(SOURCE PASSAGE)

GeNIe allows its user to compute expected value of information (VOI), i.e., the expected value of observing the state of a node before making a decision.
Definition of VOI and the formula for calculating it can be found in any decision-analysis textbook. An up to date list of textbooks covering the field of decision analysis can be found on BayesFusion's web site. Plainly speaking, VOI for an uncertain node x is the expected difference in expected utility (EU) for the two situations: (a) the node x has been observed, and (b) the node x is unobserved. We calculate the expected EU (yes, this is a double "expected") because we do not know a-priori which state of the variable we will observe. There are two important properties of VOI that can be proven easily: (1) Expected EU for (a) can never be smaller than EU for (b). The intuition behind it is that it is always better to know than not to know when making a decision. (2) It is always better to gather the information earlier than later, especially in earlier means before making a decision. Vito Corleone's consigliere, Tom Hagen, a character in Francis Ford Coppola's interpretation of Mario Puzo's Godfather, expresses this property eloquently in a conversation with Mr. Jack Waltz: "Don Corleone is a man, who insists on hearing bad news immediately."
We will use the influence diagram created in the Building an influence diagram section. If you do not have it saved, you can find a copy in the Example Networks folder (it is named VentureID.xdsl).
You should have the following network loaded in Graph View:
Select the Value of Information option from the Network Menu:
GeNIe will display the Value of Information dialog box as shown below:
The left pane displays all chance and deterministic nodes in the model (our model contains only two of these).
The For decision node drop list displays the list of all decision nodes in the model. Because the model contains only one decision node, Investment decision, it is the choice. This drop list indicates the decision that will immediately succeed the observation.
The From point of view drop list displays the list of all decision nodes in the model. Because the model contains only one decision node, Investment decision, it is the choice. This drop list is used to select the node that is the reference point, i.e., from which point of view the value of information is being asked. This field is of importance only when there are more than one decision node and the decision to be made after observing the information is not the first decision to be made.
The Results pane displays the results of VOI calculation, once the Update button is clicked.
Suppose we want the value of information of the node Expert forecast. We proceed as follows:
1. Check the box next to Expert forecast in the left pane.
Because there is only one decision node, it is automatically selected in the For decision node and From point of view drop lists.
2. Click on the Update button to calculate VOI.
GeNIe will display the calculated value of information for the node Expert forecast, i.e., value of observing it before making the decision Investment decision, in the lower-right pane, as shown below:
The forecast of our expert is worth $320 to our investor. This is the difference between the expected value of the optimal decision given perfect information about the node Expert forecast and the expected value of the optimal decision given no information about the node Expert forecast. A positive value means that knowing the value of the node Expert forecast will improve the expected value of the decision. A zero value would mean that learning the value of the node Expert forecast before making the decision has no impact on the decision. It can be proven that VOI calculation always yields a non-negative value - the intuition behind this is that we are never worse off by obtaining more information (in other words, it never makes sense not to know something that we could know).
Let us now examine the decisions that the investor will face after she has heard the forecast. To do so, we need to add an arc between the node Expert forecast and the node Investment decision, obtaining the following diagram:
Please note that the arc between the nodes Expert forecast and Investment decision is dashed. Arcs entering decision nodes have a special meaning in influence diagrams - they are informational arcs and denote the fact that the decision maker will know the outcomes of the nodes at the tails of the informational arcs before she makes the decision.

(TO DO) Print the value-of-information tutorial word for word, everything from "The For decision node drop" down to "succeed the observation.". The data that comes next isn't needed.

(Stored data entries)
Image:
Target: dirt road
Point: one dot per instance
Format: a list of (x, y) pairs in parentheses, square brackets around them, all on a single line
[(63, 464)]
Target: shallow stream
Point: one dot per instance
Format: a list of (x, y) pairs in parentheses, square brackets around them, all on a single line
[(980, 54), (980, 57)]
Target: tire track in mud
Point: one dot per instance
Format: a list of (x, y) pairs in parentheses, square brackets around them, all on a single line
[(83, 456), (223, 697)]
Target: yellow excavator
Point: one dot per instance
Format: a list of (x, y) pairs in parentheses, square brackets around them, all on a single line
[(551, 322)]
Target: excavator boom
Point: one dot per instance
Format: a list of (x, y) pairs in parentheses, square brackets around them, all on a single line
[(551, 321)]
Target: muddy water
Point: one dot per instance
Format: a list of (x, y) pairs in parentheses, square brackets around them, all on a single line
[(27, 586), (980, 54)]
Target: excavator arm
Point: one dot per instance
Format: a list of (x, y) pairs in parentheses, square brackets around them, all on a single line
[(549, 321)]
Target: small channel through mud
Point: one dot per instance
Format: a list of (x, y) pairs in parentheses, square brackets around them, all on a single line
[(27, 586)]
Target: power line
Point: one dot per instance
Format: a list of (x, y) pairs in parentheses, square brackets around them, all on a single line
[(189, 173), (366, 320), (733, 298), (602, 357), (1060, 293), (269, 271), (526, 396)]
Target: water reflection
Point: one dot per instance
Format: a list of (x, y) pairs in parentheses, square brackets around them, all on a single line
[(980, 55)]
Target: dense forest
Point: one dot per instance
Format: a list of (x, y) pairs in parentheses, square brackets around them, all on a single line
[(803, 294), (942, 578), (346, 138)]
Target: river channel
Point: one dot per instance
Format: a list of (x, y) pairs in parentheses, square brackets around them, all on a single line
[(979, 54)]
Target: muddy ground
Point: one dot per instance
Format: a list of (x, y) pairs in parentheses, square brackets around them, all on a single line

(SOLUTION TO THE PROBLEM)
The For decision node drop list displays the list of all decision nodes in the model. Because the model contains only one decision node, Investment decision, it is the choice. This drop list indicates the decision that will immediately succeed the observation.